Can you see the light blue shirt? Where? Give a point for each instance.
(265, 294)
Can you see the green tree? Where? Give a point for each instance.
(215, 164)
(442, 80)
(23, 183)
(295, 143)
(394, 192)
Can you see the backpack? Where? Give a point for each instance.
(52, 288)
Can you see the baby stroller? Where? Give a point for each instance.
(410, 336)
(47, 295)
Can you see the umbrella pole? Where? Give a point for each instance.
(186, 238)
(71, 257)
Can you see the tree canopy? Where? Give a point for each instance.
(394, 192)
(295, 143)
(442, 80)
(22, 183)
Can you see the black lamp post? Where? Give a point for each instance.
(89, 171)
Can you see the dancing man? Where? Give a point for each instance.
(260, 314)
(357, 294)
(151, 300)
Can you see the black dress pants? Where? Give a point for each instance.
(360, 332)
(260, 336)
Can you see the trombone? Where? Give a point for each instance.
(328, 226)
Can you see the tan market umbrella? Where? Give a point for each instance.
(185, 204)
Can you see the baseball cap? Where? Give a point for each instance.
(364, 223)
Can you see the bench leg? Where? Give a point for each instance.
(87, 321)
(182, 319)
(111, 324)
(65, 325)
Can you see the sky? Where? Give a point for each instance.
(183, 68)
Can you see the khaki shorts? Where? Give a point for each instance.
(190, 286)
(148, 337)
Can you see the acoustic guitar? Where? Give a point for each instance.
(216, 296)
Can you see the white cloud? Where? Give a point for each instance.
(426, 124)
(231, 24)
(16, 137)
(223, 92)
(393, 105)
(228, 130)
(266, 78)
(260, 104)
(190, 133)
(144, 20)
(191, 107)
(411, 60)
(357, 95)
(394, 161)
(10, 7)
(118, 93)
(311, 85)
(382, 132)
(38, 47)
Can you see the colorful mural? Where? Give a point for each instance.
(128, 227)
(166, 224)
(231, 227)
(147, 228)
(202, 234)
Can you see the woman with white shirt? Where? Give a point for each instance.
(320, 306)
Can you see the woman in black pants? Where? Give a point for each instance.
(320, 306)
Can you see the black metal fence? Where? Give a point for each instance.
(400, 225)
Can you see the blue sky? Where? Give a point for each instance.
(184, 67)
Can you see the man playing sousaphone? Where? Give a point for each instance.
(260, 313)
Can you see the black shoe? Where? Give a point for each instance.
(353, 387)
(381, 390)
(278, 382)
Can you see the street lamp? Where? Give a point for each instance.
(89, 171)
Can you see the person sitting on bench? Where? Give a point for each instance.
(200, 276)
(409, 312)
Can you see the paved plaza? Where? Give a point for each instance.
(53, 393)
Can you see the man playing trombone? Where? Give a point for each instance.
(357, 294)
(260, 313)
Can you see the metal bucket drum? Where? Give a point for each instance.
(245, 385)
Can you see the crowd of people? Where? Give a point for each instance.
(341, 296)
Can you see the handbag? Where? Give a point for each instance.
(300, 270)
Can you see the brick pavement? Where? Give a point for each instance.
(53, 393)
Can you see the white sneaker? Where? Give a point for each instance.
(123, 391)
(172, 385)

+++

▶ **Directions for this task**
Repeat precisely the lines of the data starting at the one containing "Can you see the white sneaker?", last line included.

▶ **Result of this exercise**
Can you see the white sneaker? Where? Give a point for each instance.
(123, 391)
(172, 385)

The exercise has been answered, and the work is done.